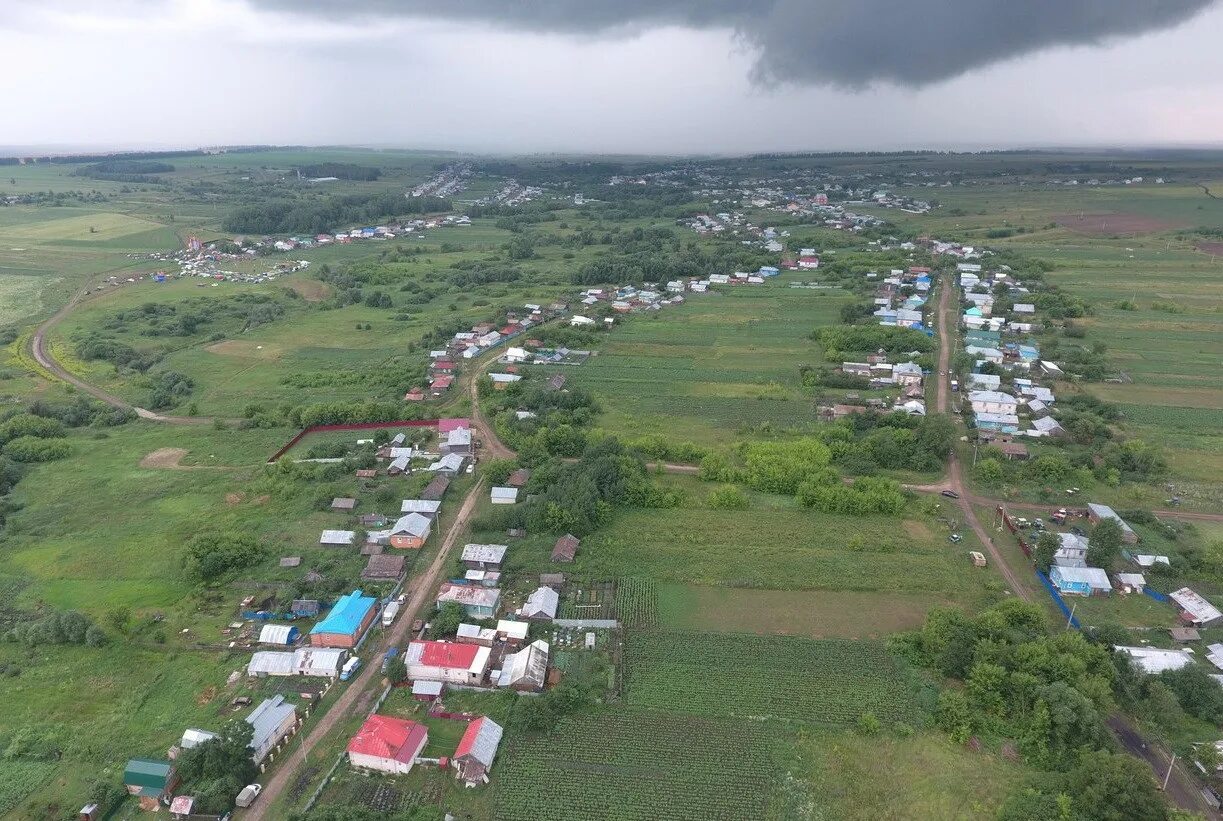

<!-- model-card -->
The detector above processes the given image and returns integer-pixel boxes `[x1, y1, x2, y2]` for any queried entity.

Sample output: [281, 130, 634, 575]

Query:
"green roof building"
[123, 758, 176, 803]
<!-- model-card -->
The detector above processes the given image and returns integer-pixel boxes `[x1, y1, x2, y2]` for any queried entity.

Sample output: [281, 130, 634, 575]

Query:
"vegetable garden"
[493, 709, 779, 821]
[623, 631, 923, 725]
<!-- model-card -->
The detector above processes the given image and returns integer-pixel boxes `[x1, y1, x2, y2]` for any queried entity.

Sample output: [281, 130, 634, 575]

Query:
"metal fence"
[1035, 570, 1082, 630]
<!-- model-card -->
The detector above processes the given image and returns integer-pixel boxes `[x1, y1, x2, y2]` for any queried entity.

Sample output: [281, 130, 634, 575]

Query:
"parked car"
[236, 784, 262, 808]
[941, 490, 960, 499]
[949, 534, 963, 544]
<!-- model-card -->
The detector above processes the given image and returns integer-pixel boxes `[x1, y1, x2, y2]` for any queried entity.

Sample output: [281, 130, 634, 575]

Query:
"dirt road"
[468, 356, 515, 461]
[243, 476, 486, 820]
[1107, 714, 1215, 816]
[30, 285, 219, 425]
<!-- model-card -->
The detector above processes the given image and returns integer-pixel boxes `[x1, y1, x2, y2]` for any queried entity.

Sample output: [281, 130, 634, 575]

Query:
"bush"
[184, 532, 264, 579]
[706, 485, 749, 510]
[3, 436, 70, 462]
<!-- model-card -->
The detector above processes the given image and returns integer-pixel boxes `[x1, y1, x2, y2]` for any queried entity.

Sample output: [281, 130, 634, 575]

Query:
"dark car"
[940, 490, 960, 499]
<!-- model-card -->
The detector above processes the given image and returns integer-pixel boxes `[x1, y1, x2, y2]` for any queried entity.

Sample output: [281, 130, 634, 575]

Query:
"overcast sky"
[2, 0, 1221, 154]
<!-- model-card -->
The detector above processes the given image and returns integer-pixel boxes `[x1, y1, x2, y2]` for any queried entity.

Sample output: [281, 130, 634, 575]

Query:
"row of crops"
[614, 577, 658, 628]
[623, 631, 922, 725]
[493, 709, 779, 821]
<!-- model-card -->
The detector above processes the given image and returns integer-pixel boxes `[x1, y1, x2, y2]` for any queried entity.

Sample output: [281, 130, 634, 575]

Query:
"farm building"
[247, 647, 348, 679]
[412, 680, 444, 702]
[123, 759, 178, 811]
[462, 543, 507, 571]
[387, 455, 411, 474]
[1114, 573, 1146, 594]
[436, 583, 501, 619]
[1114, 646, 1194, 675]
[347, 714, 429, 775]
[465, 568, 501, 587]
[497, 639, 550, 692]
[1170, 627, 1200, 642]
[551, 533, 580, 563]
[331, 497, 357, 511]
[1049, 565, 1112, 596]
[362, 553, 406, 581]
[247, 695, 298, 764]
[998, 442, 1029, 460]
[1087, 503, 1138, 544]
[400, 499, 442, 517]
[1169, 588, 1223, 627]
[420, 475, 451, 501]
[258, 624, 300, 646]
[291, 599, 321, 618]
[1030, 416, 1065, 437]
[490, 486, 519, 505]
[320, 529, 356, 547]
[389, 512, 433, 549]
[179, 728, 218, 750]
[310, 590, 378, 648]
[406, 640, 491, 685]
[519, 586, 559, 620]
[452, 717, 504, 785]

━━━━━━━━━━━━━━━━

TASK STATEMENT:
Only the text of the records belongs in the answer; reproduce it verbatim, with no pictures.

REPLY:
<!-- model-card -->
The detector above processes the given image and returns integer-pixel boxes `[x1, y1, x2, y2]` for any queried entity.

Sample output: [281, 130, 634, 575]

Query:
"green roof building"
[123, 758, 176, 803]
<!-- model-card -->
The detector above processes the given image and returns integer-pixel boxes `[x1, y1, x2, y2]` for any queried entity.

Sample output: [281, 130, 634, 575]

Query:
"vegetable garden"
[493, 709, 779, 821]
[623, 631, 923, 725]
<!-- model-card -->
The detector above processes the given image and returns integer-pixel boxes `[x1, y1, x2, y2]` for any queried entity.

Sample output: [281, 130, 634, 575]

Query:
"metal fence"
[1035, 570, 1082, 630]
<!-- model-card -->
The detector above processes the given image and returns integer-pixel boxes `[x1, y1, x2, y2]` for any queried entity.

Sample output: [281, 130, 634, 575]

Query:
"parked car"
[236, 784, 262, 808]
[941, 490, 960, 499]
[949, 534, 963, 544]
<!-- model-card -->
The detector above processes the given image and returns integer-pixel boxes `[x1, y1, x2, y2]` for any queried entity.

Sample output: [281, 130, 634, 575]

Query:
"dirt road"
[468, 356, 515, 461]
[243, 476, 486, 820]
[1107, 714, 1215, 816]
[30, 285, 219, 425]
<!-- model-card -->
The detector above processes the given image and returns integer-pixel boxes `[x1, y1, x2, y2]` for any queried entity.

Sample output: [281, 130, 634, 575]

Query:
"bush"
[184, 532, 264, 579]
[706, 485, 749, 510]
[3, 436, 70, 462]
<!-- model-card -->
The detector above processes the given image and returns integer-pixel boxes `[x1, y1, x2, y2]` for any queried entity.

Sample output: [281, 130, 634, 575]

Query:
"dark car"
[940, 490, 960, 499]
<!-- model-card -->
The detector above processes the given image and returns integer-pixel boxes `[x1, y1, x2, y2]` for any queried entity.

Sample output: [281, 130, 634, 575]

Query:
"overcast sky"
[2, 0, 1221, 154]
<!-- model-card -->
The detector above processes the given image and returns integer-pixel boxes `[x1, y1, x2, y2]` for any queried entity.

Sample output: [281, 130, 634, 575]

Query:
"row of crops"
[614, 577, 658, 628]
[623, 631, 922, 725]
[493, 709, 779, 821]
<!-- model-card -->
The detector above processes the given image and returns integer-pixel boxes `[x1, y1, x2, y2]` for any queried entity.

Sample output: [281, 130, 634, 575]

Query:
"farm building"
[247, 647, 348, 679]
[412, 680, 444, 702]
[123, 759, 178, 811]
[462, 543, 507, 571]
[387, 455, 411, 474]
[1114, 573, 1146, 594]
[436, 583, 501, 619]
[1114, 646, 1194, 675]
[347, 714, 429, 775]
[465, 568, 501, 587]
[497, 639, 550, 692]
[1170, 627, 1200, 642]
[551, 533, 580, 563]
[331, 497, 357, 511]
[1049, 565, 1112, 596]
[362, 553, 406, 581]
[247, 695, 298, 764]
[998, 442, 1029, 460]
[1087, 503, 1138, 544]
[400, 499, 442, 517]
[1169, 588, 1223, 627]
[420, 475, 451, 501]
[258, 624, 300, 646]
[291, 599, 321, 618]
[1030, 416, 1065, 437]
[490, 486, 519, 505]
[320, 529, 356, 547]
[389, 512, 433, 549]
[179, 728, 218, 750]
[310, 590, 378, 648]
[406, 640, 491, 685]
[519, 586, 559, 620]
[452, 717, 504, 785]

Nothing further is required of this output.